Write out the lines from the one with "tall tree — box each one" to the one with "[0,110,300,199]", swapping "box each one" for "draw a box around each one" and keeping everything else the same. Give only those lines.

>> Start

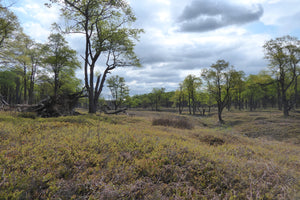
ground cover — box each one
[0,111,300,199]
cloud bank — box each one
[177,0,264,32]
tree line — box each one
[0,0,300,123]
[0,0,143,113]
[129,36,300,123]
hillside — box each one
[0,111,300,199]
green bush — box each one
[152,118,194,129]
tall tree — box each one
[173,83,185,114]
[107,75,129,110]
[0,2,19,48]
[10,32,34,104]
[183,75,201,115]
[202,60,235,123]
[50,0,142,113]
[263,36,300,116]
[28,43,44,104]
[44,33,80,98]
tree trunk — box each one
[294,76,298,109]
[24,65,27,104]
[281,87,289,117]
[218,106,224,124]
[277,81,283,110]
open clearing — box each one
[0,110,300,199]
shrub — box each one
[152,118,194,129]
[18,112,37,119]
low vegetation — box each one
[152,118,194,129]
[0,111,300,199]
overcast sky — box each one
[12,0,300,95]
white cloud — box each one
[14,0,300,94]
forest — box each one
[0,0,300,200]
[0,1,300,122]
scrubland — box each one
[0,111,300,200]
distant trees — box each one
[183,75,201,115]
[51,0,142,113]
[202,60,236,123]
[0,2,20,48]
[107,75,129,110]
[44,33,80,98]
[264,36,300,116]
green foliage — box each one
[152,115,194,129]
[107,75,129,110]
[44,33,80,96]
[0,110,300,200]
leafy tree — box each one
[0,2,19,48]
[44,33,80,98]
[263,36,300,116]
[10,32,34,104]
[50,0,142,113]
[0,70,16,103]
[148,88,165,111]
[173,83,185,114]
[202,60,235,123]
[107,75,129,110]
[228,71,245,110]
[183,75,201,115]
[242,75,263,111]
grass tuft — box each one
[152,118,194,129]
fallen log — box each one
[104,108,127,115]
[26,91,85,118]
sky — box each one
[11,0,300,95]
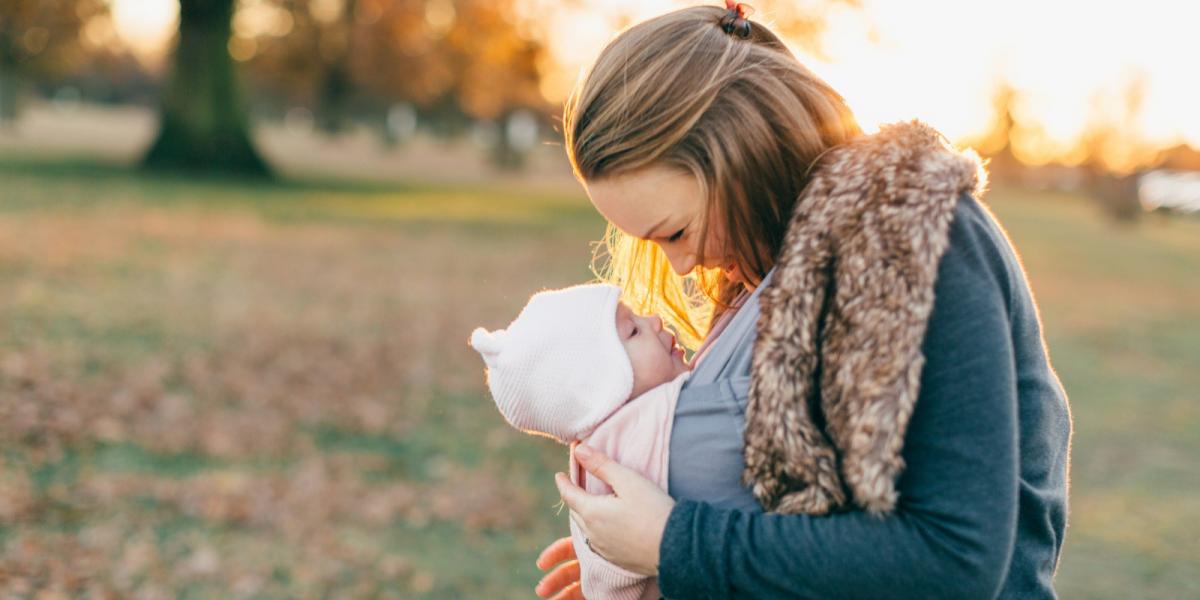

>> End

[ANSWER TO THE EXERCISE]:
tall tree — draw a box around each one
[173,83,185,114]
[107,75,129,110]
[0,2,19,48]
[10,32,34,104]
[183,75,201,115]
[202,60,235,123]
[50,0,142,113]
[263,36,300,116]
[28,43,44,104]
[44,33,80,98]
tree trunk — draw a box around each one
[294,76,298,109]
[24,65,27,104]
[281,87,289,117]
[218,106,224,124]
[277,81,283,110]
open clearing — draw a box around each one
[0,110,300,199]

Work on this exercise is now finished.